Substitua "photograph" por "image" em todo o material abaixo e reproduza-o sem nenhuma outra alteração, omitindo as imagens.

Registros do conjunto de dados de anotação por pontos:
=======

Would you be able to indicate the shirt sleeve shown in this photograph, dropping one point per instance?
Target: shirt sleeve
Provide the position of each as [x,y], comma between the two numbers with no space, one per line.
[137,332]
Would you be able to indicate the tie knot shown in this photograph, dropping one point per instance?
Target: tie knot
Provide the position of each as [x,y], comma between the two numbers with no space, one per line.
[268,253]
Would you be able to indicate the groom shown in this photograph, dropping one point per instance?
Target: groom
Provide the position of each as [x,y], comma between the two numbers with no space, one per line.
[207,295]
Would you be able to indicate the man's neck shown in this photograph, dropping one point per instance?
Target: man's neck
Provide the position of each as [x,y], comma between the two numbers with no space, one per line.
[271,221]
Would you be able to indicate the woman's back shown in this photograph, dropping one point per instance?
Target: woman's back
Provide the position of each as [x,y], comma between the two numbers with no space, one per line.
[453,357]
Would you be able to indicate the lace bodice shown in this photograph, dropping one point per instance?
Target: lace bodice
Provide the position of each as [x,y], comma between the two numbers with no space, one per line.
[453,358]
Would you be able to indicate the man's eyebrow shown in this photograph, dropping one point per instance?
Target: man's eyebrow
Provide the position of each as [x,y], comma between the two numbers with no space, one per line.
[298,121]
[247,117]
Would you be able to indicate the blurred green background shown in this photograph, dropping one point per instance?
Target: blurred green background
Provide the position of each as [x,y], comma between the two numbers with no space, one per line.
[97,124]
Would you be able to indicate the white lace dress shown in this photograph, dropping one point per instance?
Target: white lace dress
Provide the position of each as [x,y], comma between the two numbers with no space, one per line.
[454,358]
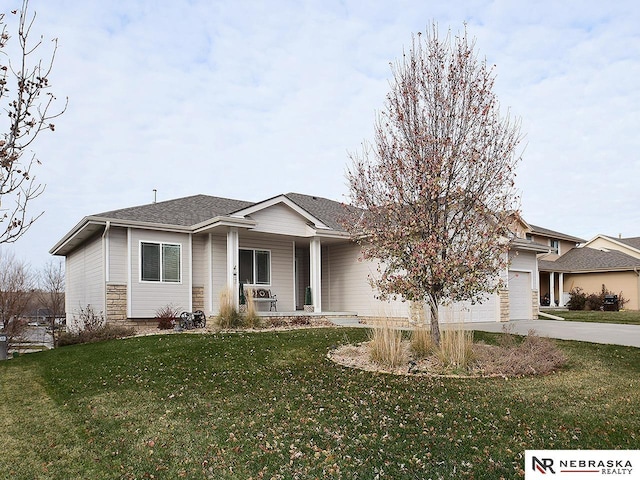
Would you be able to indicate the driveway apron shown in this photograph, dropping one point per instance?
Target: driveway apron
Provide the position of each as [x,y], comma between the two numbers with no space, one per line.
[608,333]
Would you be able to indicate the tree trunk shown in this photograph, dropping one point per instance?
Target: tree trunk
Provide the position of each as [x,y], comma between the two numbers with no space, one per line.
[435,323]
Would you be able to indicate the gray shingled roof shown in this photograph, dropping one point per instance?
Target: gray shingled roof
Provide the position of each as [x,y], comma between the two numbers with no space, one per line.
[552,233]
[189,211]
[185,211]
[589,259]
[631,241]
[328,211]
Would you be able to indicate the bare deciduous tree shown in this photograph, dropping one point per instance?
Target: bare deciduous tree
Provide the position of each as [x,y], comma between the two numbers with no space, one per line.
[24,85]
[16,289]
[437,185]
[51,294]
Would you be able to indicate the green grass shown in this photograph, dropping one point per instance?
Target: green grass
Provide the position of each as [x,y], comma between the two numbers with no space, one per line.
[631,317]
[270,405]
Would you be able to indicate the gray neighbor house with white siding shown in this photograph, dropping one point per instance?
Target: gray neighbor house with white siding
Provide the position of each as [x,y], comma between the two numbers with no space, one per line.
[131,262]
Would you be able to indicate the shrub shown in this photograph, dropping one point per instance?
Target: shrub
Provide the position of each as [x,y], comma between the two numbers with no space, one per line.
[456,348]
[578,300]
[533,356]
[88,319]
[386,347]
[166,317]
[422,344]
[228,316]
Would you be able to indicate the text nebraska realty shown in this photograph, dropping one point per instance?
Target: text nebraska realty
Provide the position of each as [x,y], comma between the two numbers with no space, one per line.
[604,467]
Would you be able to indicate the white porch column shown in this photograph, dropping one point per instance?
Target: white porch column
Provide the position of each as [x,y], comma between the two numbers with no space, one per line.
[315,273]
[232,263]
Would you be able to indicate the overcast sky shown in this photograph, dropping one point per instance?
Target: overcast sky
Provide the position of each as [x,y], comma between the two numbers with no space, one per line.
[250,99]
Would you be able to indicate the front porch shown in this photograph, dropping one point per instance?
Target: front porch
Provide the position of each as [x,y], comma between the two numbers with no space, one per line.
[552,290]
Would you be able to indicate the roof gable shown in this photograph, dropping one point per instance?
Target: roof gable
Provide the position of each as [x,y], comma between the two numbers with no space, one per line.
[590,259]
[545,232]
[186,211]
[628,246]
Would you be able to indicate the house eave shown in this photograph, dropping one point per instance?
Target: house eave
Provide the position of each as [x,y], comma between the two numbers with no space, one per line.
[527,245]
[88,227]
[224,221]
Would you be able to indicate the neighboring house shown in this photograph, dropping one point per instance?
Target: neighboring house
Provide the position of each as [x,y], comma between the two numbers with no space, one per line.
[129,263]
[603,260]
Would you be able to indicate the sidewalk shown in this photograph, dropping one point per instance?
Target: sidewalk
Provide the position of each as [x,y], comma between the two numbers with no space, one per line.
[608,333]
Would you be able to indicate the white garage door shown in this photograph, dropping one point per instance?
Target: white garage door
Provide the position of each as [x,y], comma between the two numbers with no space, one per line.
[520,295]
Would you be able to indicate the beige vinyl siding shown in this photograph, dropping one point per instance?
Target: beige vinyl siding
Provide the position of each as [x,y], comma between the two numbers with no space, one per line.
[117,255]
[148,297]
[626,282]
[346,287]
[281,270]
[219,270]
[200,270]
[523,261]
[84,279]
[281,220]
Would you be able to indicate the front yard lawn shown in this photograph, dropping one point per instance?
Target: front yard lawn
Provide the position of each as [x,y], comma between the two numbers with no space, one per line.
[271,405]
[631,317]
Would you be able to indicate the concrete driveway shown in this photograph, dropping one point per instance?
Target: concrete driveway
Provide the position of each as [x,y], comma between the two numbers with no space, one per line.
[609,333]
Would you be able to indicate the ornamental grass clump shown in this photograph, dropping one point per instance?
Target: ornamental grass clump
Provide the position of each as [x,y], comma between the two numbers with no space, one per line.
[166,317]
[422,344]
[456,348]
[386,347]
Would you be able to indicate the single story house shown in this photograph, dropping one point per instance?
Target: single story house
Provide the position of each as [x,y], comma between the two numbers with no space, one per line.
[551,281]
[131,262]
[603,260]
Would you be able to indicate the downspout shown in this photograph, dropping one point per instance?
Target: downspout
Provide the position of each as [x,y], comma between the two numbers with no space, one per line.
[105,259]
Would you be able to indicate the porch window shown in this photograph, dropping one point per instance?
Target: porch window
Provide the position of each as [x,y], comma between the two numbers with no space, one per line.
[255,266]
[160,262]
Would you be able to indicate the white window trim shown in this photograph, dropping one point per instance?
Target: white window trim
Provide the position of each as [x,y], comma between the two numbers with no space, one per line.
[255,273]
[161,281]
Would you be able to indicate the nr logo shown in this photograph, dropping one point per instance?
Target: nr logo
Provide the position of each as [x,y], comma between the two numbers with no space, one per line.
[542,465]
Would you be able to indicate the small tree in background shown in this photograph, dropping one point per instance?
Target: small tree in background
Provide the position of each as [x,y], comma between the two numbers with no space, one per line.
[435,191]
[24,96]
[16,290]
[51,294]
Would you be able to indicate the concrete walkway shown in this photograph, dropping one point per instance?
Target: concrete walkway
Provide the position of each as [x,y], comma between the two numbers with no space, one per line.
[608,333]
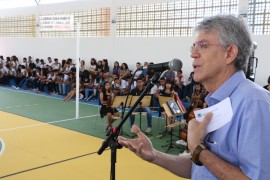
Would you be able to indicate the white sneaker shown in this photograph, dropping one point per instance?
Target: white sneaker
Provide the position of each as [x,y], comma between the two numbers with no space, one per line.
[185,153]
[148,130]
[181,142]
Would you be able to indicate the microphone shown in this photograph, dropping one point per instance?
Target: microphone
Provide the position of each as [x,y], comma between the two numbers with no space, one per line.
[175,65]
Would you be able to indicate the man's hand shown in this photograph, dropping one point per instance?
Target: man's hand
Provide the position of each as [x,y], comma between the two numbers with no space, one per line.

=======

RESPOSTA À TAREFA:
Would you be able to indicate the shirt sleeve shown in this image, dropping one point per instance?
Target: shirt sleeve
Provide the position of each as [x,y], comma between the two numbers with no space, one per line.
[137,332]
Would you be able to indicate the tie knot shown in this image, dropping one point per instance?
Target: tie knot
Provide the position of each as [x,y], comma between the two numbers with no space, one per line.
[268,253]
Would you be able to indicate the groom shown in this image, dropping one point per instance?
Target: groom
Provide the position of each as [x,y], comma between the two numbers with no space, one per line.
[207,295]
Would you be able to indicate the man's neck shown in this image, dropping one point per instance?
Target: man's neck
Provide the position of each as [x,y], comma between the two numbers with no space, one per line.
[271,221]
Would you be able to indicate the woman's back shown in this image, dropping one point per instance?
Target: woman's back
Provide the position of each as [x,y], comma between the two numbers with no space, one per line.
[453,357]
Would you be able to indicate the lace bodice shown in this image, dropping one point per instance?
Target: lace bodice
Provide the position of each as [x,y], comma between the two numbers with no space, one per line.
[453,358]
Would you be able to indicate the man's eyebrow shown in this image, dropping one point per instance?
Target: man's eyebrow
Provide the position of each as [x,y], comma between the two numbers with no space, one per line.
[298,121]
[247,117]
Would you be able to indicate the blurred green background shown in this image, dropping one point per instance?
Target: blurred green background
Provide the position of each as [x,y], comma between the two numbers with no space, one per line.
[97,124]
Would you be able to indicate the white lace dress shown in this image, dropping one point per instance?
Target: white lace dress
Provide the position of each as [x,y], comma between the two numbers with no space, one per line.
[454,358]
Would you be able to indicate the driveway apron shown in this image, dropping one point per instance?
Target: driveway apron
Provide the position of each as [x,y], comma between the two numbers with no space, one per line.
[608,333]
Would you be able to indicate the tree trunk shown in this image, dropping one point per instance?
Target: tree trunk
Provide the position of each as [x,y], comma between the two numbers with no space, one per line.
[435,323]
Would you be able to indicate the gray shingled roof shown in this image, dropping one point per instance?
Target: gray shingled roof
Provide the position of each as [x,y], comma between the two numbers with no space, one per line.
[552,233]
[189,211]
[185,211]
[589,259]
[631,241]
[328,211]
Would you be able to indicate the bare deciduous tree shown in this image, dropping one point per instance?
Target: bare deciduous tree
Provide the position of each as [x,y], comma between the two numbers with no space, one per line.
[24,85]
[16,289]
[437,185]
[51,294]
Would you be able to indicate the green grass shown in this image, dropping one point per instance?
Target: green grass
Provide the position of each as [x,y], comma between the two numbers with no space, one per line.
[631,317]
[270,405]
Would you be able to indicate the gray neighbor house with white siding shown in this image, dropping one point per instance?
Target: gray neighbor house with white siding
Provide the position of each as [x,y], comma between the two numbers with no space, one per line.
[131,262]
Would you be able to indicate the shrub shown in this image, dropping one point per instance?
Target: shrub
Provide the position of each as [x,y], comma between the two numbers with no space, one per line.
[456,348]
[578,300]
[533,356]
[88,319]
[386,347]
[166,317]
[422,344]
[228,316]
Would you be able to indicate the text nebraska realty shown in this image, dropping one point per instance?
Target: text nebraska realty
Provide the position of each as [x,y], comma between the two numbers with no space, one per line.
[604,467]
Would you be able to indicate the white porch column shown in this image, dropping one point per instance?
Target: white porch column
Provide the position of each as [x,y], comma between the two numbers with no space, one per line.
[315,273]
[232,263]
Would you be able to indicate the overcast sky shown in this image, dropping one point per instance?
Target: overcast sky
Provide the position of each as [x,y], comma between the two numbers with no space, one per line.
[250,99]
Would you be able to indicate the front porch shown in this image, dropping one point per instance?
Target: front porch
Provide the position of each as [x,y], comma between the two numbers with no space, one per line.
[552,290]
Would you be able to indicate the roof gable shown in this image, dropping one point per instance?
Target: roof gable
Provide the position of each as [x,y], comma between the two numbers with no space, one per line.
[590,259]
[545,232]
[186,211]
[628,246]
Would you be able to indicate the house eave shown in this image, dropping one point per instance?
Target: house eave
Provide the position of each as [x,y], comma between the two numbers with no space, one per line.
[527,245]
[88,227]
[224,221]
Would you be able to indicate the neighboring house shown in this image, dropping one point per instance?
Target: neighboring house
Provide the position of each as [x,y], comma between the two numbers with no space, one per line.
[129,263]
[603,260]
Would you be able to indicate the sidewalk shown in this image, dropping one point per instance?
Target: sidewalk
Provide the position of each as [x,y], comma between the two numbers with no space, one per line.
[608,333]
Would you be able to indicate the white garage door shown in this image, dropping one point per instance?
Target: white garage door
Provide the position of each as [x,y], comma between the two numbers with no space, one per line.
[520,295]
Would you be able to indicate the beige vinyl siding shown in this image, dropping one point per instance?
Target: beige vinyl siding
Provide the position of each as [x,y], comma between the two numbers with no space, one per line.
[117,255]
[148,297]
[626,282]
[346,287]
[281,270]
[219,270]
[200,270]
[523,261]
[84,279]
[281,220]
Would you be able to indicate the front yard lawn shown in this image, dropping one point per instance?
Target: front yard lawn
Provide the position of each as [x,y], comma between the two numbers with no space, one per line.
[271,405]
[631,317]
Would you be able to indicate the concrete driveway shown in this image, dropping one point per instance?
Target: concrete driveway
Provide the position of each as [x,y], comma between the two numbers with no space, one per line.
[609,333]
Would you be able to indicate the ornamental grass clump shown in this image, dropping one point per instance?
Target: ornamental grass clump
Provide the position of each as [x,y], comma between the two numbers with no space, one per line.
[166,317]
[422,344]
[456,348]
[386,347]
Would you be able to indicate the single story house shown in this image, dropping one point per instance?
Target: single story house
Provide the position of each as [x,y], comma between the two numbers with no space, one per line.
[551,281]
[131,262]
[603,260]
Would you be able to indicate the downspout shown in this image, dropping one point per instance?
Target: downspout
Provide the position of each as [x,y], comma between the two numbers with no space, one per line.
[105,259]
Would you be able to indicate the porch window shown in this image, dropping one point per instance?
Target: porch window
Provide the position of each as [x,y], comma between the two numbers with no space, one per line.
[255,266]
[160,262]
Would you be able to indicate the white window trim shown in this image, dropping one point per instance?
Target: white window trim
Provide the position of each as [x,y], comma between the two numbers with no space, one per line.
[255,273]
[161,281]
Would you be able to indicate the nr logo shown in this image, dropping one point per instance?
Target: nr logo
Provide the position of each as [x,y], comma between the two numbers with no space, one per line.
[542,465]
Would you be able to indicate the small tree in background shown in this image, dropping one point per instance?
Target: small tree in background
Provide the position of each as [x,y], comma between the two numbers with no space, one per line.
[435,191]
[24,96]
[16,290]
[51,294]
Would you be able to indicate the concrete walkway shown in this image, dropping one point per instance?
Target: concrete walkway
Provide the position of each as [x,y], comma between the two numbers with no space, one per line.
[608,333]
Would you be able to indicate the white sneaker shown in this image, dropping one point per instance?
Target: white sneaker
Provide the position of each as [x,y], comma between the two numbers with no space, one per line.
[185,153]
[148,130]
[181,142]
Would you be able to indicate the microphone shown in this image, dropping one point per instance?
Target: microphone
Provide the position of each as [x,y], comma between the two numbers with no space, one per line.
[175,65]
Would you be able to indicate the man's hand shown in this image, dropping one point per instance?
Target: man's hand
Provide the position of each as [x,y], comma between the two numbers with no space, one per line.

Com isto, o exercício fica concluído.